STATED TASK >> Transcribe every one of the records below verbatim, leaving the pictures out of your transcription.
#### INPUT RECORDS ####
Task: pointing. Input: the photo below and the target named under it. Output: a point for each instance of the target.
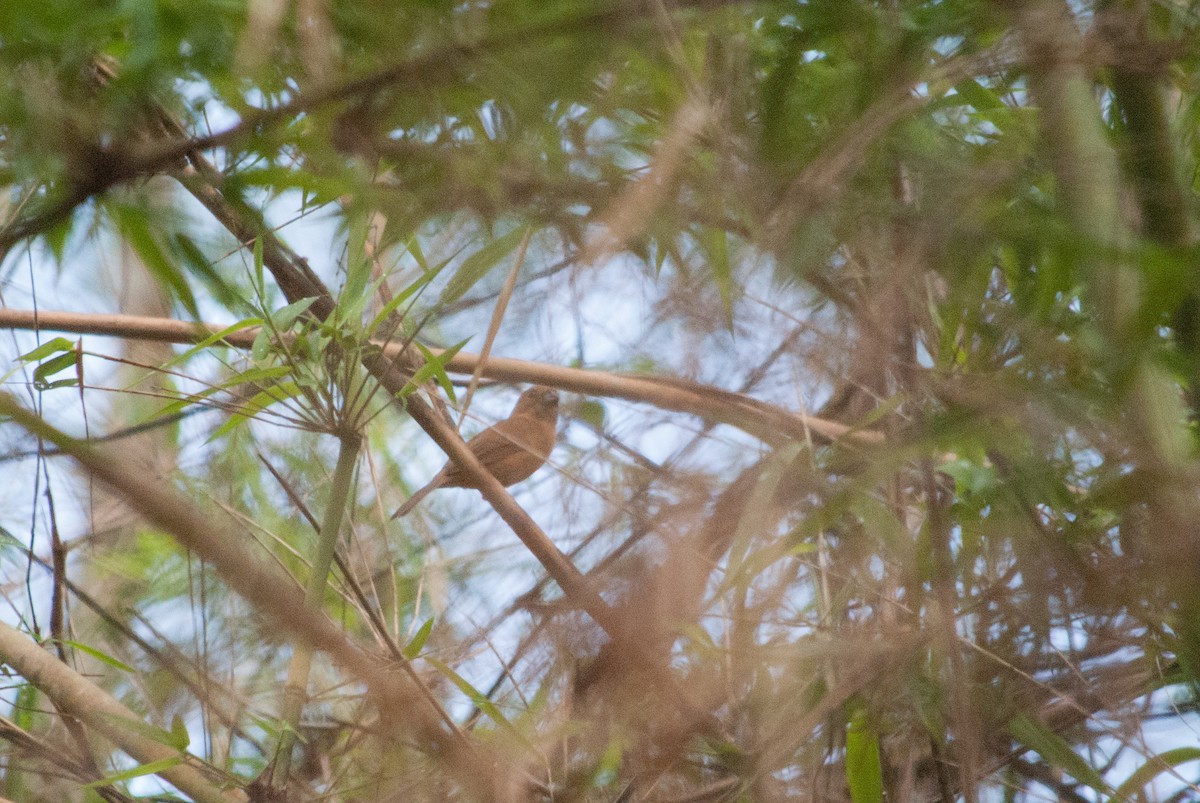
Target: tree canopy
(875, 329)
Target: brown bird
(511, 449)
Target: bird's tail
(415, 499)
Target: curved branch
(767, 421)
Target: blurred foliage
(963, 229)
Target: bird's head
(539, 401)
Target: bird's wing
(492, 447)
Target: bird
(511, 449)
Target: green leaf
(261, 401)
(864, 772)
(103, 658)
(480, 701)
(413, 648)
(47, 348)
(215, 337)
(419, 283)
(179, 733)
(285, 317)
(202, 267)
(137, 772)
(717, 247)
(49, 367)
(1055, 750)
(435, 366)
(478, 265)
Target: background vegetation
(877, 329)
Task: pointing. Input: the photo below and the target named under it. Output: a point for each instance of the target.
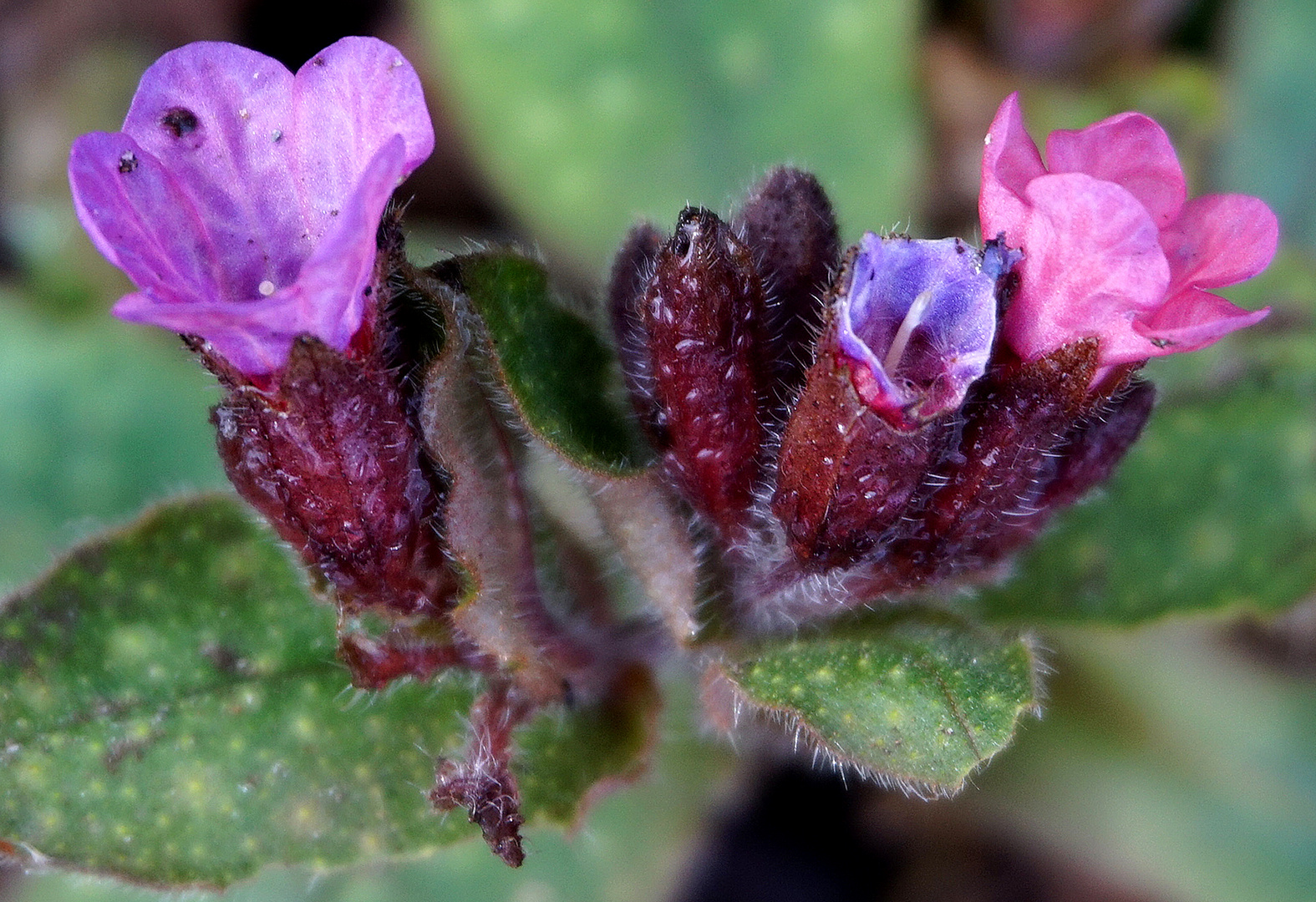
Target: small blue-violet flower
####
FULL ANSWER >>
Task: pointing. Input: the photo below and the target named under it. Output: a point for each instance of the target.
Target: tree canopy
(875, 329)
Target: brown bird
(511, 449)
Target: bird's tail
(415, 499)
Target: curved branch
(767, 421)
Target: blurred foliage
(963, 229)
Target: bird's head
(539, 401)
Target: bird's wing
(492, 447)
Target: bird
(511, 449)
Target: green leaf
(261, 401)
(864, 772)
(103, 658)
(480, 701)
(413, 648)
(47, 348)
(215, 337)
(419, 283)
(179, 733)
(285, 317)
(202, 267)
(137, 772)
(717, 247)
(49, 367)
(1055, 750)
(435, 366)
(478, 265)
Target: background vegetation
(877, 329)
Task: pointing. Input: the photo below and the target named under it. Output: a point for each instance of the target.
Target: small blue-violet flower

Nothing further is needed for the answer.